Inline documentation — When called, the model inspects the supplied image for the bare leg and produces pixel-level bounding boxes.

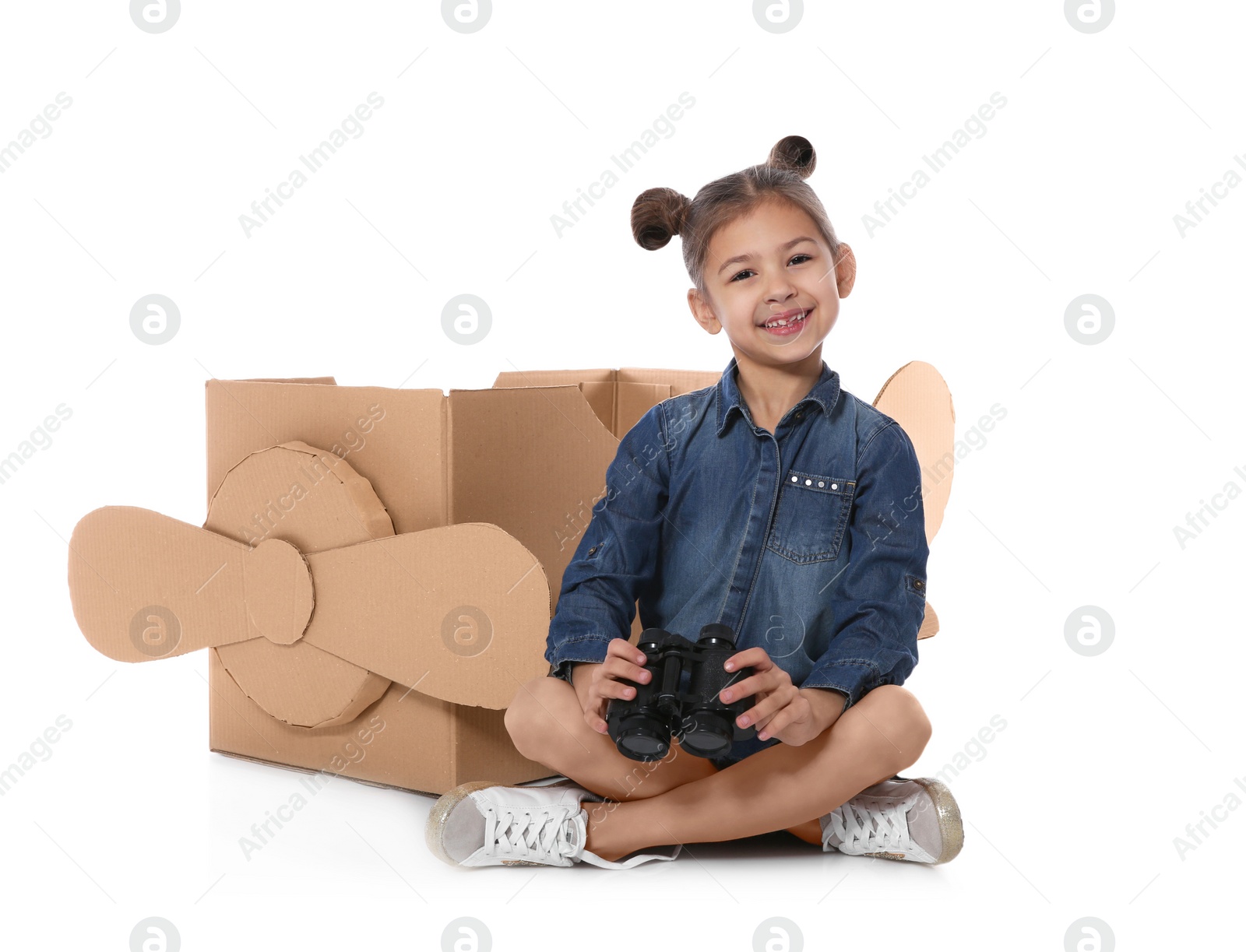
[573,685,930,860]
[506,678,930,859]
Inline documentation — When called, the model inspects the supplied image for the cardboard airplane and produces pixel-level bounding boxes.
[69,361,955,795]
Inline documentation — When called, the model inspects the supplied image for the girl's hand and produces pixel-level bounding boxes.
[719,648,822,746]
[571,638,653,734]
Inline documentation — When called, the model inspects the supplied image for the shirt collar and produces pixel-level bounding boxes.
[714,354,839,436]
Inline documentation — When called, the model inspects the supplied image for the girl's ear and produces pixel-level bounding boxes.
[835,242,856,298]
[688,288,723,334]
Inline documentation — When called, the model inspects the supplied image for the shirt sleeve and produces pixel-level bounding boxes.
[801,421,930,710]
[544,404,671,679]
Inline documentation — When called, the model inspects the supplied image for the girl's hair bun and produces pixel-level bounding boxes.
[632,188,692,251]
[766,135,818,178]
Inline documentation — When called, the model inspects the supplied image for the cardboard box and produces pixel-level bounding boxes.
[69,361,955,795]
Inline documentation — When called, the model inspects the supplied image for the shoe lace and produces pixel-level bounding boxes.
[484,805,584,860]
[831,796,912,852]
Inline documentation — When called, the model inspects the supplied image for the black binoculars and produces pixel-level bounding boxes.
[606,623,756,760]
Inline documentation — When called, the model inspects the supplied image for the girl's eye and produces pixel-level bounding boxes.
[729,251,814,283]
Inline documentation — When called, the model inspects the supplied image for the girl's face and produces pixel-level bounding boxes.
[688,201,856,367]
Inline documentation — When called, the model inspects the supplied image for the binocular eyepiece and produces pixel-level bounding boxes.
[606,622,756,761]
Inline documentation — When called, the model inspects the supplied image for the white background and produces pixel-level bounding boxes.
[0,0,1246,952]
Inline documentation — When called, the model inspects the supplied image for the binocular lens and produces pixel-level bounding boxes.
[614,718,671,760]
[679,710,731,757]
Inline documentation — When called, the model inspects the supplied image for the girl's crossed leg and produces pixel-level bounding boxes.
[506,676,931,860]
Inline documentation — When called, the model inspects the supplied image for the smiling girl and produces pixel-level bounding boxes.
[426,135,963,867]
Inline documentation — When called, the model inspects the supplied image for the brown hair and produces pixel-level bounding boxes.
[632,135,839,294]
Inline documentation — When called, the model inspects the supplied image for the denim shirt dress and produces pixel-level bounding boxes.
[544,357,928,760]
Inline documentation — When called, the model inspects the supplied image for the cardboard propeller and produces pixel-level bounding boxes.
[69,441,550,728]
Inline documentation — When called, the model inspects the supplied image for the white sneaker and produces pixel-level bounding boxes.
[820,776,964,863]
[424,780,683,869]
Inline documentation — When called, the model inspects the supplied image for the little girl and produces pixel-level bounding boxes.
[426,135,963,869]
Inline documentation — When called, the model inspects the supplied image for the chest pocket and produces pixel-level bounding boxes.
[766,469,856,564]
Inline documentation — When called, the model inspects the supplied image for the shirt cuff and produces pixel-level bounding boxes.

————————

What the task asks :: Give all the records above as a numbered list, one line per item, skipping blank lines and leaving out the pictures.

Result of this task ::
1. Inline documentation — When called, the model inspects the supplied image for the bare leg and produces pixel-level bounding boxes.
2. [573,685,930,860]
3. [506,678,930,859]
4. Inline documentation — When called, the model inspects the supplied image for the cardboard airplane and produces pixel-level bounding boxes.
5. [69,361,955,795]
6. Inline documentation — When called, the model inspects the supplied image for the girl's hand and produces pixel-level bounding boxes.
7. [719,648,822,746]
8. [571,638,653,734]
9. Inline documentation — When called, the model inspects the supplied image for the shirt collar and produces pixel-level bounding boxes.
10. [714,354,839,436]
11. Inline documentation — When called, the model inspects the supplied image for the girl's ear and produces pixel-level bounding boxes.
12. [835,242,856,298]
13. [688,288,723,334]
14. Inline documentation — When called, the model inspects the supplied image for the shirt sleeve and produces pixel-level bounding boxes.
15. [801,421,930,710]
16. [544,404,671,679]
17. Inline documentation — When called, the model inspects the supplied image for the girl's hair bun and produces pixel-level bounding boxes.
18. [632,188,692,251]
19. [766,135,818,178]
20. Inline documentation — When called, the model inspects the supplied image for the cardboard box and produces pixel-level bounding boxes.
21. [69,361,955,795]
22. Inline documentation — When called, the model inspects the supplied image for the shoe lace and produces pixel-level bounding boxes.
23. [484,805,584,860]
24. [831,796,912,852]
25. Inline documentation — When called, the model inspects the supplied image for the black binoculars and produces pixel-level bounding boxes.
26. [606,623,756,760]
27. Inline documentation — When called, the model inspects the supplied image for the girl's eye and produces pixel-level bounding boxes.
28. [729,251,814,283]
29. Inline documentation — When called, the model inspects the supplied image for the girl's face and produces pixel-level bounding boxes.
30. [688,201,856,367]
31. Inline documentation — When called, the model inspects the supplied image for the binocular eyepiece and produces pixel-level bounding boxes.
32. [606,622,756,761]
33. Inline documentation — When called, the model inspects the supplied image for the white background and produces pixel-level bounding boxes.
34. [0,0,1246,952]
35. Inline documentation — When called, the model inspects the supplied image for the binocular lens and produces pixel-level bounding boxes.
36. [614,718,671,760]
37. [679,710,731,757]
38. Inline documentation — When called, the model inspects the supplied image for the girl's crossed leg and produces pixel-level bounding boxes.
39. [506,676,931,860]
40. Inline documentation — When called, the model inspects the supplied image for the smiling girl and produces pixel-level bounding boxes.
41. [426,135,963,867]
42. Inline documentation — When called, the model inspects the supplied image for the brown hair and produces pixel-level bounding boxes.
43. [632,135,839,294]
44. Inline documentation — When called, the model inspects the supplied image for the denim shirt dress and produces pixel-level bounding boxes.
45. [544,357,928,760]
46. Inline documentation — When called, the model inspects the supplied image for the cardboard propeller and produces pixel-level bounding boxes.
47. [69,441,550,728]
48. Inline documentation — When called, the model inspects the supplied image for the white sneaker and produces pixel-level bounding boxes.
49. [820,776,964,863]
50. [424,780,683,869]
51. Inline documentation — When called, the model inspects the supplied image for the little girl and produces pixel-level bounding boxes.
52. [426,135,963,869]
53. Inline documentation — When called, the model inspects the supplied image for the chest pocket and produces pixel-level bounding boxes.
54. [766,469,856,564]
55. Inline documentation — When called, the model inspects the supplied image for the shirt cuff and produces pixel-level bounding boxes.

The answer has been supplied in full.